> 目的
下のパーカーのメロディについての文章を読み、次の問いに答えてください。
1. 文章で取り上げられている曲の名前は何ですか。
2. アクセントは元来、何のためにドラムやピアノが入れるものだと述べられていますか。
3. スイング時代はいつごろだと書かれていますか。
--- 出典文 ---
アンソロポロジーというリズム・チェンジの曲です。
パーカーメロディの特徴であるリズムとハーモニーの同期とは、
コードトーンと、アクセントをうまく使って、
・単旋律(和音が無い)なのにコード進行が聞こえてくる。
・ドラムのアクセント(フィルイン)が聞こえてくる。
この2つの特徴でしたね。
アクセントって言うのは元来、メロディをサポート(歌いやすく)するため
ドラムやピアノがメロディのバックで「ッチャ!ッチャ!」とか入れる、
「あいのて」です。
ビバップ以前のスイング時代(1920年後期~1930年代)は
ビッグバンド全盛の頃なので大方アレンジされた楽曲が多いので、
全員でメロとバッキングを分担してやってたのですが、
チャーリーはどういう訳か、そのビッグバンどのようなサウンドを
一人で(しかもサックスで)できないかな?って思ってしまったんでしょう(おそらく)
ひょっとして、友達がいない孤独な少年だったのか、もしれませんね・・・?
まあそれはわかりませんが、
それにしてもこれだけのロジックを確立するために費やした時間は、
半端じゃないと思いますが・・・
アクセントだけを抽出してみましょう。
--- データ行 ---
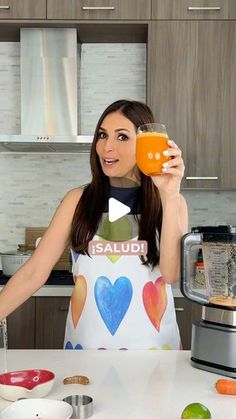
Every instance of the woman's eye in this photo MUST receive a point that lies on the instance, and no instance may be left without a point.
(122, 137)
(102, 135)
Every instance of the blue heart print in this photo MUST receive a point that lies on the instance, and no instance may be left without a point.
(70, 346)
(113, 300)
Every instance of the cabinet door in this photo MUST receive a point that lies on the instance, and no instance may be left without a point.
(193, 9)
(22, 9)
(192, 71)
(98, 9)
(186, 314)
(51, 313)
(21, 326)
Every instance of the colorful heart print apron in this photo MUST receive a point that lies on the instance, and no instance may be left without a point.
(118, 303)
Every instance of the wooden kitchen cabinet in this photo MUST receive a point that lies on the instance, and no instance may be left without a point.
(191, 74)
(187, 313)
(193, 9)
(99, 9)
(51, 313)
(22, 9)
(21, 326)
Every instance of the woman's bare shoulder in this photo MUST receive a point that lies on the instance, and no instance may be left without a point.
(73, 195)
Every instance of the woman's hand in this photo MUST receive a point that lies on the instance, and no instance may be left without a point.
(169, 181)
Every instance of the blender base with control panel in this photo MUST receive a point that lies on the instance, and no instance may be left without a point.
(213, 345)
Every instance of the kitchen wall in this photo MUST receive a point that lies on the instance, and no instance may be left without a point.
(32, 185)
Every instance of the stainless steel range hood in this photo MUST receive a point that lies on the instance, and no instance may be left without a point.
(48, 94)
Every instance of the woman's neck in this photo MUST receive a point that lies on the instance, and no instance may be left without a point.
(123, 182)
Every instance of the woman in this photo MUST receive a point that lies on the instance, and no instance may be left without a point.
(117, 302)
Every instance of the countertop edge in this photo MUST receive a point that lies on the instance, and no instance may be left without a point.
(66, 291)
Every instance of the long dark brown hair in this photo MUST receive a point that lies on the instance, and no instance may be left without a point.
(89, 210)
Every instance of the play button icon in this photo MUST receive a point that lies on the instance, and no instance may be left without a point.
(116, 209)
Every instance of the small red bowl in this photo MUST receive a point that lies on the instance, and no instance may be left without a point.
(26, 383)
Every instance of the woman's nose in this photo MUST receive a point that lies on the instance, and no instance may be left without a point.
(109, 144)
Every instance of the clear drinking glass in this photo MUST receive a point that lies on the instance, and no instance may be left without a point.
(152, 140)
(3, 347)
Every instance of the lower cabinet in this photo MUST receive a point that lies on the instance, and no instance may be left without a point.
(39, 323)
(51, 313)
(187, 313)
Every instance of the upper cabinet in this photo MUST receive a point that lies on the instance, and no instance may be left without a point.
(193, 9)
(192, 74)
(99, 9)
(22, 9)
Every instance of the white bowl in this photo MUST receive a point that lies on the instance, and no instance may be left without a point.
(26, 383)
(37, 409)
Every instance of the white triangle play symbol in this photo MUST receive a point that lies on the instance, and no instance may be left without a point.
(116, 209)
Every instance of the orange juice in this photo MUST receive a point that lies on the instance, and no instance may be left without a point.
(149, 152)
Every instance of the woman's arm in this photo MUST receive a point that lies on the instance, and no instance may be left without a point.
(34, 273)
(174, 226)
(175, 213)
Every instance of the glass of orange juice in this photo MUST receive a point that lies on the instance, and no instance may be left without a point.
(152, 140)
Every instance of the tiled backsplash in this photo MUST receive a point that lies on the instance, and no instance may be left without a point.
(32, 185)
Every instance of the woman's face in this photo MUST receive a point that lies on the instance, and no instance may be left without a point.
(116, 146)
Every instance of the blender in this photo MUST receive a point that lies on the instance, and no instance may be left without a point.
(213, 345)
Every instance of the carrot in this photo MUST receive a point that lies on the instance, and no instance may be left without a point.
(226, 386)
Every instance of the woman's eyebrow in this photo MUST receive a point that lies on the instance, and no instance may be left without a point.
(116, 130)
(121, 129)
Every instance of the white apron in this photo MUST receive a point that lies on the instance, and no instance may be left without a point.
(117, 303)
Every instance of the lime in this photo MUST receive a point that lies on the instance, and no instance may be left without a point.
(196, 411)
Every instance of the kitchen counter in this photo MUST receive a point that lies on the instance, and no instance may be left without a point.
(129, 384)
(60, 284)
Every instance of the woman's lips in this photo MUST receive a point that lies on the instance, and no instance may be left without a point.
(109, 162)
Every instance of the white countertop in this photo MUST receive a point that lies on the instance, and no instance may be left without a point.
(129, 384)
(66, 291)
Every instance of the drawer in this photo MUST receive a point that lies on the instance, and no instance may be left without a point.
(99, 9)
(194, 9)
(22, 9)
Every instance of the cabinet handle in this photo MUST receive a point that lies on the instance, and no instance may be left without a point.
(201, 178)
(203, 9)
(62, 308)
(98, 8)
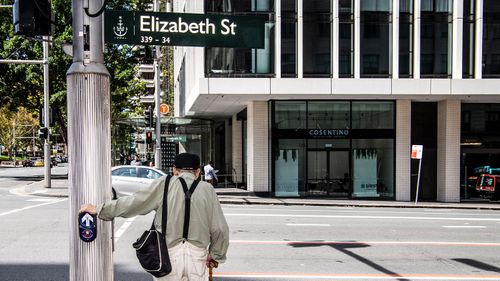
---
> 解答例
1. アンソロポロジー
2. メロディをサポートする(歌いやすくする)ため
3. 1920年後期~1930年代